• **Exercise prompt**: Extract every line of the data below that contains the word "sidewalk". Matching is case-sensitive.

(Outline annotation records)
━━━━━━━━━━━━━━━━
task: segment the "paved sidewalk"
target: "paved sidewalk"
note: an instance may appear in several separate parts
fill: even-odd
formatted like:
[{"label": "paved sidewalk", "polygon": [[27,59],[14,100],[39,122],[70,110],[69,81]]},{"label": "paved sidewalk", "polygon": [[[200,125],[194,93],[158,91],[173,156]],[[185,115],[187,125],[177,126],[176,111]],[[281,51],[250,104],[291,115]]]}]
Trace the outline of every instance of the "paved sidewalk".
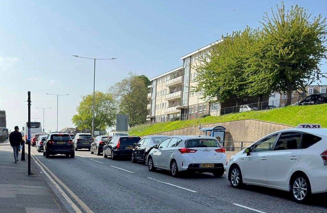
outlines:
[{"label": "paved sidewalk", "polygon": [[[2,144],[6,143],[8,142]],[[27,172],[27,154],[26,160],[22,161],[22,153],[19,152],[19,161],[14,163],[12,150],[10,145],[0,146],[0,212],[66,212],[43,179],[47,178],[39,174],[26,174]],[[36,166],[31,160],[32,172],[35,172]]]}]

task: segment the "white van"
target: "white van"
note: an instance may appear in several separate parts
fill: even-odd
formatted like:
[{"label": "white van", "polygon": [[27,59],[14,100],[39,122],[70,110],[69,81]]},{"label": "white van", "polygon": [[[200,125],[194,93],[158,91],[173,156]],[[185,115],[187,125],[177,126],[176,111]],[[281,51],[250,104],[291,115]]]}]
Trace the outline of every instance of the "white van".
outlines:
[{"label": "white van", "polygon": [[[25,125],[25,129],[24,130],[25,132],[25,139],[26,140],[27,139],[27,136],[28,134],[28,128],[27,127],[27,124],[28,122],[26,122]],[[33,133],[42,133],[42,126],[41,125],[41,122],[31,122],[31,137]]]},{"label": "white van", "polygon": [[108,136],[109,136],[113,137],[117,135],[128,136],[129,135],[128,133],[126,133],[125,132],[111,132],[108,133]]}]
━━━━━━━━━━━━━━━━
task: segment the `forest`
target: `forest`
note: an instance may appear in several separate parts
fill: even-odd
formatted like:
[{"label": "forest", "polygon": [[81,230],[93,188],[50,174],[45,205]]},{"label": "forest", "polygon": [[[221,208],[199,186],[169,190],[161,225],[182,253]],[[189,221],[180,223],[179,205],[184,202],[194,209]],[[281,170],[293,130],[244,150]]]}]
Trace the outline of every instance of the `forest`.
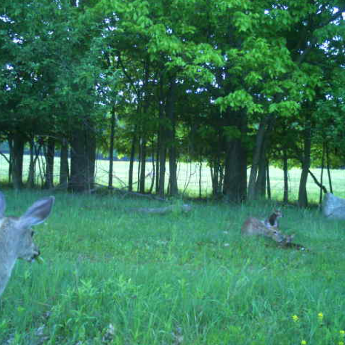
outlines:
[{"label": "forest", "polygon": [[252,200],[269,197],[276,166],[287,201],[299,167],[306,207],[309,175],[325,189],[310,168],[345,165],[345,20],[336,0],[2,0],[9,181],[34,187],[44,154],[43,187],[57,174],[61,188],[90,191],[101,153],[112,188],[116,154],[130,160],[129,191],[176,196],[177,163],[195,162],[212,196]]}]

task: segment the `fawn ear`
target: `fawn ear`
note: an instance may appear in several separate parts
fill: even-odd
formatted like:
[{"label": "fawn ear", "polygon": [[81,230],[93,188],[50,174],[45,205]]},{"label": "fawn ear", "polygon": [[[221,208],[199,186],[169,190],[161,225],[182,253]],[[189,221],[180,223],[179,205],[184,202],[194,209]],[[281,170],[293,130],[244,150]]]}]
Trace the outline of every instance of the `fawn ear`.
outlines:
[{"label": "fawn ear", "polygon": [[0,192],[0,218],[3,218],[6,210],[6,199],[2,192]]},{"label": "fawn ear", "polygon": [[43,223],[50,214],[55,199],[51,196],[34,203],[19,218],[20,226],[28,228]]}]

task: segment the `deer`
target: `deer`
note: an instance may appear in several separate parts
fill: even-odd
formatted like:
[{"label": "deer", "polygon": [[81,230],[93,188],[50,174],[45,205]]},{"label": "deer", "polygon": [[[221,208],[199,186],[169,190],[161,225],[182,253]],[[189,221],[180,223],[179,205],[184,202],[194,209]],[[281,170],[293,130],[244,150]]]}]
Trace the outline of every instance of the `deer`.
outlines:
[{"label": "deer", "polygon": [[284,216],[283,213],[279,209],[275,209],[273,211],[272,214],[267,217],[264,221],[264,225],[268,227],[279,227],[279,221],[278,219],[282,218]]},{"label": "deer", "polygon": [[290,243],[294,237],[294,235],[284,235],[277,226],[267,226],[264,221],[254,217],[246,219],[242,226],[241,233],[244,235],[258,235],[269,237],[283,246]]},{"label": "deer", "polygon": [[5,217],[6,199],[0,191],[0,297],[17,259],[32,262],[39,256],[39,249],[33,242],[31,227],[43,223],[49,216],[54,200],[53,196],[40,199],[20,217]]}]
━━━━━━━━━━━━━━━━
• **Exercise answer**:
task: segment the "paved sidewalk"
target: "paved sidewalk"
[{"label": "paved sidewalk", "polygon": [[27,59],[14,100],[39,122],[70,110],[69,81]]},{"label": "paved sidewalk", "polygon": [[[200,125],[194,93],[158,91],[173,156]],[[185,115],[187,125],[177,126],[176,111]],[[281,51],[250,104],[291,115]]]}]
Trace the outline of every instance of the "paved sidewalk".
[{"label": "paved sidewalk", "polygon": [[[2,144],[6,143],[8,142]],[[27,172],[27,154],[26,160],[22,161],[22,153],[19,152],[19,161],[14,163],[12,150],[10,145],[0,146],[0,212],[66,212],[43,179],[47,178],[39,174],[26,174]],[[36,166],[31,160],[32,172],[35,172]]]}]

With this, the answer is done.